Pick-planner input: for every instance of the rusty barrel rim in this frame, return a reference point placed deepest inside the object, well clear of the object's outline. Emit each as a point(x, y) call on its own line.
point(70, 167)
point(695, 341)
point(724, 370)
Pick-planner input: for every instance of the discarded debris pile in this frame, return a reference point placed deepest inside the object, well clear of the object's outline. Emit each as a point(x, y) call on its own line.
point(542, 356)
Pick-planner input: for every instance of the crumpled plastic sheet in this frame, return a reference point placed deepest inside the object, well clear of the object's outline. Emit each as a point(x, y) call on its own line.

SHORT EXERCISE: Reproduce the lines above word for word.

ANSWER TO THE TASK:
Pick-planner input: for every instance of the rusty barrel rim in this frame, return a reference point placed deepest inside the object, well clear of the object's outline. Emit each as a point(x, y) call on its own line.
point(70, 167)
point(695, 341)
point(724, 370)
Pick-planner input: for every instance of the discarded debris pile in this frame, return a reference point placed deepest inside the object, well clear of the object's outline. Emit each as a point(x, y) call on its own line.
point(542, 356)
Pick-planner input: for every instance of the crumpled plastic sheet in this frame, return a reference point placed deepest inside the object, well clear of the object's outline. Emit each as a point(x, y) call on its own line.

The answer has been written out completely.